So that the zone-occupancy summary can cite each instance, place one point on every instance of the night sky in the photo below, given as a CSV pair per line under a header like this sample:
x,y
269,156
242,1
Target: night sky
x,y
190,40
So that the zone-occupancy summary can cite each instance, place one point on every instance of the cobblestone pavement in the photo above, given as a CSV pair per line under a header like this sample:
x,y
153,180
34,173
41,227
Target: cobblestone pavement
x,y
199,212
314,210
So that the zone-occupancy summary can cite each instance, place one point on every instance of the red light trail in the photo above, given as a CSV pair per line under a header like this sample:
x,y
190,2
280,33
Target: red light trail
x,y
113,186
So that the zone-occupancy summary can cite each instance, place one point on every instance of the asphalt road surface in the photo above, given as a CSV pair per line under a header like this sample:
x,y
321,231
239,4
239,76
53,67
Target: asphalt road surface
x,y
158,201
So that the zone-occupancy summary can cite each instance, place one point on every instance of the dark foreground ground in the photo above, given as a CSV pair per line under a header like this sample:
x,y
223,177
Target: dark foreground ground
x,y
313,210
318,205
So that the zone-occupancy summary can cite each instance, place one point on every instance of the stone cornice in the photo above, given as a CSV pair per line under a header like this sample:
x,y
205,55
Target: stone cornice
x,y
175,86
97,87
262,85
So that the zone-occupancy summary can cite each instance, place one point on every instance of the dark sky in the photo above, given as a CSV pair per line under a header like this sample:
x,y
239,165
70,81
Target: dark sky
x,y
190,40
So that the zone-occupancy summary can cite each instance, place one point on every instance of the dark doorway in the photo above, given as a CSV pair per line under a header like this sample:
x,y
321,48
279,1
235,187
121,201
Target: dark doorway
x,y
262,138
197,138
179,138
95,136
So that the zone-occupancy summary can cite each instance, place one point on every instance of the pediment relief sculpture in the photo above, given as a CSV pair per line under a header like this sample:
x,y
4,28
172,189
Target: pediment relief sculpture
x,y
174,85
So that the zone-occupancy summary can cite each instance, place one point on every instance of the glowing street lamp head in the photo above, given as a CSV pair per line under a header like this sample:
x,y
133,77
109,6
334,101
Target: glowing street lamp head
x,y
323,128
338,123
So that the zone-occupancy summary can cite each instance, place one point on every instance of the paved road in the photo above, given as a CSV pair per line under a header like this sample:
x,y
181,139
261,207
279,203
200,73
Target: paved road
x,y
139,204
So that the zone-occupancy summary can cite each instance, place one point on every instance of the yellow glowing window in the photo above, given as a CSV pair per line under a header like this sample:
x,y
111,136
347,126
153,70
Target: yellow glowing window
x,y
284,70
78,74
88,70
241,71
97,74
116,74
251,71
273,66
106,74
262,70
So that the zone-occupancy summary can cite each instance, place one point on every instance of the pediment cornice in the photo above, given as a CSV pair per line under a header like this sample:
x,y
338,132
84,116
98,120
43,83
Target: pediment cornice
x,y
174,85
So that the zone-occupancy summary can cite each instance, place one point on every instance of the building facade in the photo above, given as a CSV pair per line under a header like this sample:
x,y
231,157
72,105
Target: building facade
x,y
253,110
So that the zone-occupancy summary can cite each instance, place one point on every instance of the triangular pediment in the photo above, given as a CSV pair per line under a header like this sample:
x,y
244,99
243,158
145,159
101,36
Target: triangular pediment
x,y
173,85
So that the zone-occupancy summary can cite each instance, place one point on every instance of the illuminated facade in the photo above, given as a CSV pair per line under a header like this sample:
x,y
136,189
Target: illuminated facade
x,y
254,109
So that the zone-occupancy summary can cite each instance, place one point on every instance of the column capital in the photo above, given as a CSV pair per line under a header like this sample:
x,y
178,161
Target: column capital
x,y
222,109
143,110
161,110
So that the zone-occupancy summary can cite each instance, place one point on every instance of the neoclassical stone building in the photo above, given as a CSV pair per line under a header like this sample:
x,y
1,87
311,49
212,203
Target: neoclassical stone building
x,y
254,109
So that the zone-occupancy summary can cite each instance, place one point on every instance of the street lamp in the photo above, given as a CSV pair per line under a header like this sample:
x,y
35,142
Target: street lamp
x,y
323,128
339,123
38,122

********************

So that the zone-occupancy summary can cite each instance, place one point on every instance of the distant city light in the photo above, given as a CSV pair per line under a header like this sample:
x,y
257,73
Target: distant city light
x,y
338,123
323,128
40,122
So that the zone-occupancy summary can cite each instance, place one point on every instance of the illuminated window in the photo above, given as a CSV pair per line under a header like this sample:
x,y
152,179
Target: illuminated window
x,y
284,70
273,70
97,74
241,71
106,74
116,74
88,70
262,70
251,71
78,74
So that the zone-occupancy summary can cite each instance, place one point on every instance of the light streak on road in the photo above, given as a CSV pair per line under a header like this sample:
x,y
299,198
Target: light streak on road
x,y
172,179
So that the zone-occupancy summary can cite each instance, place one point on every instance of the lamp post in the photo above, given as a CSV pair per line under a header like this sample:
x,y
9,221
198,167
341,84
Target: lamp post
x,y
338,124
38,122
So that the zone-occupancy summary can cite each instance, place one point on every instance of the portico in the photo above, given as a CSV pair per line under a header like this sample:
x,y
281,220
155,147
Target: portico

********************

### Work instructions
Wherever a line holds the word "portico", copy that line out of the entries above.

### Solution for this task
So that the zone-occupancy summary can cite each instance, place one point on every instance of the portico in the photo above, given as a CSV pair per line under a header like this sample:
Target: portico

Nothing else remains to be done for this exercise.